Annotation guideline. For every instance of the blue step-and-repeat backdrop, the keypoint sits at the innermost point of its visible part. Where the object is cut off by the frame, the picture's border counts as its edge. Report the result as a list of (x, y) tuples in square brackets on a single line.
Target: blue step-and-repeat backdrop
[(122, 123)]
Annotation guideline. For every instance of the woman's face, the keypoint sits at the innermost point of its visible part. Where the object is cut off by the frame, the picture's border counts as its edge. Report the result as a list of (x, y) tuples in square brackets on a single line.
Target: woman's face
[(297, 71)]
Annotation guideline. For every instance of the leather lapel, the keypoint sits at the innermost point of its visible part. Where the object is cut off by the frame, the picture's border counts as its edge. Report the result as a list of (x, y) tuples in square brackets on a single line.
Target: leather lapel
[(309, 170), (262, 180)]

■ ■ ■

» **PROBLEM TO WORK ON**
Each line above should be copied exactly, with no line missing.

» **EXERCISE SOLUTION**
Annotation guideline. For every instance of the blue step-and-repeat backdrop, the keypoint sits at the innermost point of its visible part. Where the object is cut off by the frame, the picture's border counts as its edge. Report the result as a list of (x, y) tuples in square brackets on a single line.
Target: blue step-and-repeat backdrop
[(122, 123)]
Annotation guideline. For every instance of the woman's face, the keypoint sits at the innermost point of its visible part. Where the object is cut off by the frame, the picture's border counts as its edge. Report the result as a list of (x, y) tuples in square brackets on a single line.
Target: woman's face
[(297, 71)]
Annotation guideline. For every instance of the leather lapel, the keypoint sits at the innermost point of its visible part. Where the object is cut off by the frame, the picture's border counts as its edge. Report the result as a list of (x, y) tuples in square brackets on a single line.
Target: leather lapel
[(309, 170), (262, 180)]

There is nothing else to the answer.